DHL Corp. v. C. A. B.

Decision Date19 October 1981
Docket NumberNos. 79-7416,80-7133 and 80-7200,s. 79-7416
Citation659 F.2d 941
PartiesDHL CORPORATION, Petitioner, Gelco Courier Services, Inc., Petitioner-Intervenor, v. CIVIL AERONAUTICS BOARD, Respondent, Pan American World Airways, Inc., Respondent-Intervenor.
CourtU.S. Court of Appeals — Ninth Circuit

James I. Campbell, Jr., Cook, Purcell, Hansen & Henderson, Washington, D. C., for DHL Corp.

Ralph L. Kissick, Washington, D. C., argued for Gelco Courier Services; Zuckert, Scoutt & Rosenberger, Washington, D. C., on brief.

John L. Richardson, Washington, D. C., argued for Pan American World Airways; Robert S. Venning, Heller, Ehrman, White & McAuliffe, San Francisco, Cal., Verner, Liipfert, Bernhard & McPherson, Washington, D. C., on brief.

Thomas L. Ray, Washington, D. C., argued for the CAB; Mary McInnis, Sanford M. Litvack, Asst. Atty. Gen., Washington, D. C., on brief.

[Recorded data]
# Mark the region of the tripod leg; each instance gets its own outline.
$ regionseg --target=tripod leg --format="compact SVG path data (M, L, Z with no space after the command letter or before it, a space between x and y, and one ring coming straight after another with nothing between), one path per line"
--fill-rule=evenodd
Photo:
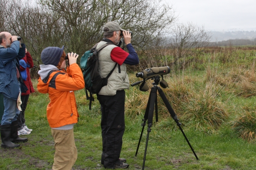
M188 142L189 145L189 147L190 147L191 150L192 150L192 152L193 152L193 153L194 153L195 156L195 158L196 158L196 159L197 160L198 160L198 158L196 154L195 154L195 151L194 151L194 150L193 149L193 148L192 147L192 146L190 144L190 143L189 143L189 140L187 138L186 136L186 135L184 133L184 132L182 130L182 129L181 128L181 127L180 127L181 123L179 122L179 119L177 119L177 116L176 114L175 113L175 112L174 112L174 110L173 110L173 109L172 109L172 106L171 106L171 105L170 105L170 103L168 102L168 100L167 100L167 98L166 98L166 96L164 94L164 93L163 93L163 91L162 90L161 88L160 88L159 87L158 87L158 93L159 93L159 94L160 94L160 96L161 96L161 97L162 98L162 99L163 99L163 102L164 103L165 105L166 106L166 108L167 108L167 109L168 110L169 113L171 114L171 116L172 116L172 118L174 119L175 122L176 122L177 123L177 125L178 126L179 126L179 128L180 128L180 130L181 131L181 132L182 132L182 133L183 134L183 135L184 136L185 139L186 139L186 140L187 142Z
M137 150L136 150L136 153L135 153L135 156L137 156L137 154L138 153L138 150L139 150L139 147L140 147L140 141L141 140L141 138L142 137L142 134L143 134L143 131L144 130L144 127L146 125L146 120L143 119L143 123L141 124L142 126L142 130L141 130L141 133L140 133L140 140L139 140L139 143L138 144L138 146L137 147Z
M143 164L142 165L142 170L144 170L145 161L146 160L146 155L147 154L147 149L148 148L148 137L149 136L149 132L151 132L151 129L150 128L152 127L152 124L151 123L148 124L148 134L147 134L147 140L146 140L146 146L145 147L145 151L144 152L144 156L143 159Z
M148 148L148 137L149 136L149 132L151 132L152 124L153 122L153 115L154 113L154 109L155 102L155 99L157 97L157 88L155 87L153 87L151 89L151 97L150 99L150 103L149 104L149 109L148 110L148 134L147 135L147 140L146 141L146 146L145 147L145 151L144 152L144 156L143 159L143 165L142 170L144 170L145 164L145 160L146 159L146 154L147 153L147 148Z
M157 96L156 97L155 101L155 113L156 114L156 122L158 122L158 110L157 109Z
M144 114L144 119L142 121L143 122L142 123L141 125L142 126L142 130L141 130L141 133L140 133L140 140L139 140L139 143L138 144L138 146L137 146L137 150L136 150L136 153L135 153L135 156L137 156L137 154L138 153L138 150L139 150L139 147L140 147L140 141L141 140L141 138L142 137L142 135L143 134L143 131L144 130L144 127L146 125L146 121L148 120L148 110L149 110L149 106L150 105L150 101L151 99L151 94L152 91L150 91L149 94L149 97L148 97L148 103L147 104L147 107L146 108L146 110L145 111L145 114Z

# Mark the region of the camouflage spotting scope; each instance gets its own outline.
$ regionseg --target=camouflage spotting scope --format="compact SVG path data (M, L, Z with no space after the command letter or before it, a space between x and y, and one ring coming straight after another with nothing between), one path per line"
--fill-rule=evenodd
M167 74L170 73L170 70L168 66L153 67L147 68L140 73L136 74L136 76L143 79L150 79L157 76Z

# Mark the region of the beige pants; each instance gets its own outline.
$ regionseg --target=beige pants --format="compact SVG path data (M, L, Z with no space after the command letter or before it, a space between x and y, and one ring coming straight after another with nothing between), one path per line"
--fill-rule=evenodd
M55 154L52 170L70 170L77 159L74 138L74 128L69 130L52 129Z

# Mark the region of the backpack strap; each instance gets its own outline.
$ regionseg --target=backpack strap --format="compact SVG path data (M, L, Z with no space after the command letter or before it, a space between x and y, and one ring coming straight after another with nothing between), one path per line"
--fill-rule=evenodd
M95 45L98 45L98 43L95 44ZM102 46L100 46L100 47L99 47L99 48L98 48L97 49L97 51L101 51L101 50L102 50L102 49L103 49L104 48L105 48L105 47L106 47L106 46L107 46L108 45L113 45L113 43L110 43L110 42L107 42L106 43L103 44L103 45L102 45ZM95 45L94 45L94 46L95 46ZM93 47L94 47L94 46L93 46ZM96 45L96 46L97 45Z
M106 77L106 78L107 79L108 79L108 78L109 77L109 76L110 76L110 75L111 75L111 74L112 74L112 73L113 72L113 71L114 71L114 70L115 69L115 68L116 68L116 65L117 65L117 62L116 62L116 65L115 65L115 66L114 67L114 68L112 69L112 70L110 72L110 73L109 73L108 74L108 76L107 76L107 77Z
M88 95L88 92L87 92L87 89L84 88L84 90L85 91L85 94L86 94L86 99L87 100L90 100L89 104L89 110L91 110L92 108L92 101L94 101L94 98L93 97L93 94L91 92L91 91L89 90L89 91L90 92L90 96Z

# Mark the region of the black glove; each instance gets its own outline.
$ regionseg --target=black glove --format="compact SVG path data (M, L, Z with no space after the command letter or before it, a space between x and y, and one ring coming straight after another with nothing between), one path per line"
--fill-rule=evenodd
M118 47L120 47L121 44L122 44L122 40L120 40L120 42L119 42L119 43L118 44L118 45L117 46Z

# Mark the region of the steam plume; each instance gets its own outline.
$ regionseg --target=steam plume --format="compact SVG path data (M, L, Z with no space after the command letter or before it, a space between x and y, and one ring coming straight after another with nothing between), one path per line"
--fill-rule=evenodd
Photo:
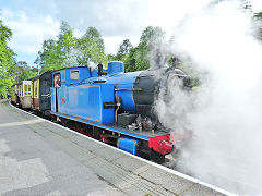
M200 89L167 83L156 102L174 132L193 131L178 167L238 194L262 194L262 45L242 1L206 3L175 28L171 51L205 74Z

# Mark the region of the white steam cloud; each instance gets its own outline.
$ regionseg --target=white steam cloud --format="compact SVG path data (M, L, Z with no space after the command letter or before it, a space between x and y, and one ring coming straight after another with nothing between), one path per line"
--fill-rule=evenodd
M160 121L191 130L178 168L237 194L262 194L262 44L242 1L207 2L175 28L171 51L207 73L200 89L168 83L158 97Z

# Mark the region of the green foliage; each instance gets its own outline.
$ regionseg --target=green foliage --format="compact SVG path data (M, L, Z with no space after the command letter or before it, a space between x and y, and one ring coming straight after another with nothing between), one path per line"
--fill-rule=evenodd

_Tasks_
1) List each party named in the court case header, along with the role the header assigns to it.
2) Show every line of the records that contains the string "camouflage", treating uppercase and lowercase as distinct.

_Full answers_
1)
DHL Corporation: Petitioner
Gelco Courier Services, Inc.: Petitioner-Intervenor
Civil Aeronautics Board: Respondent
Pan American World Airways, Inc.: Respondent-Intervenor

2)
# Mark the region of the camouflage spotting scope; each instance gets its own outline.
$ regionseg --target=camouflage spotting scope --format="compact SVG path data (M, L, Z with no space after the command letter or before it, a space between x and y, and one ring coming straight after another with nothing between), one path per line"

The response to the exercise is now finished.